= What the task asks =
All of the entries are to be returned word for word.

Segment Start: Data for the task

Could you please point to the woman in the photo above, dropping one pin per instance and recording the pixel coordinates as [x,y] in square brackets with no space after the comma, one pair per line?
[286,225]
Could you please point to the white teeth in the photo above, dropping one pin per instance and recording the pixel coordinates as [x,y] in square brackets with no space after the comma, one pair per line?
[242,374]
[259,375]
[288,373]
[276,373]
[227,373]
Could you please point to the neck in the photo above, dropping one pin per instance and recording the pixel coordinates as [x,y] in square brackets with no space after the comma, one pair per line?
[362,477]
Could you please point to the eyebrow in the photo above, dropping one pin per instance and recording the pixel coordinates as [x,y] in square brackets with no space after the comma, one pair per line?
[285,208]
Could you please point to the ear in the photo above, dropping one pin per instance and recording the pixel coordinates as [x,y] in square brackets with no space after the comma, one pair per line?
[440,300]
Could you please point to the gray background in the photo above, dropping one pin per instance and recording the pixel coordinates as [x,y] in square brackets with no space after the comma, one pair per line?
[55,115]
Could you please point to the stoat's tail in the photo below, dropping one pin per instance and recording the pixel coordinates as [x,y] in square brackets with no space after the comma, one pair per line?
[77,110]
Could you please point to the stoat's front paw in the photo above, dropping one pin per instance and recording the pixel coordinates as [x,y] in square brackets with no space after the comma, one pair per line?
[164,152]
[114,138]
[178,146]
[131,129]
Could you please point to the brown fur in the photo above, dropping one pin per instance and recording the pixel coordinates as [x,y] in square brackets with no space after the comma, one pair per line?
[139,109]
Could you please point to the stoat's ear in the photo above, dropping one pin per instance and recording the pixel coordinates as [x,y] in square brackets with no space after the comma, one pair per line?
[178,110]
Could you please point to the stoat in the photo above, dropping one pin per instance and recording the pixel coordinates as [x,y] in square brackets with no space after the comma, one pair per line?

Segment End: Data for the task

= Answer area =
Could you please point to the woman in the photo above, dropping one pin per instance and recording the pixel coordinates as [x,y] in square brackets with no space after the comma, one pair per line?
[286,225]
Could you please point to the white teeth in the photo above, dropping one pin per instance and recording the pixel coordinates as [x,y] in square brackets with no space after the comma, one pair per line?
[242,374]
[259,375]
[288,373]
[276,373]
[227,373]
Could you please point to the neck in the photo above, dropping one pin per instance and recording the pixel coordinates as [x,y] in square brackets with no space after the comma, one pair per line?
[362,477]
Could you please point to the eyebrow in the photo above, dropping one pin per instance and recording the pixel coordinates as [x,y] in square brackets with no space after the comma, one pair per line?
[285,208]
Could you please point to the ear in the photo above, dropping one pin per instance and recording the pixel coordinates as [x,y] in square brackets with no space after the comma, one pair per line?
[440,300]
Could you please point to the gray background in the photo above, dropping one pin per instance and recording the pixel coordinates as [x,y] in square brackets with no space after the comma, one pair per line?
[55,115]
Could you please point to the stoat's tail in the photo below, dropping one pin per instance and recording the pixel coordinates as [x,y] in square brackets with no space after the comma, one pair per line?
[77,110]
Could you please point to the stoat's front paw in the photo above, dropping one pin per instance and recording the pixel coordinates as [x,y] in square brackets with no space after the comma, one pair per line?
[164,152]
[114,138]
[178,146]
[131,129]
Could you please point to the brown fur in the photo above, dropping one pin per instance and recording the pixel coordinates as [x,y] in square brackets with no space after the comma, one pair per line?
[139,109]
Could you please point to the stoat's ear in the photo above, dropping one pin per instance and recording the pixel coordinates as [x,y] in square brackets with no space after the comma, one pair per line?
[178,110]
Could you please point to the stoat in the photo above, dropping one pin per instance and recording the pixel coordinates as [x,y] in square brackets with no space after the comma, one pair per line?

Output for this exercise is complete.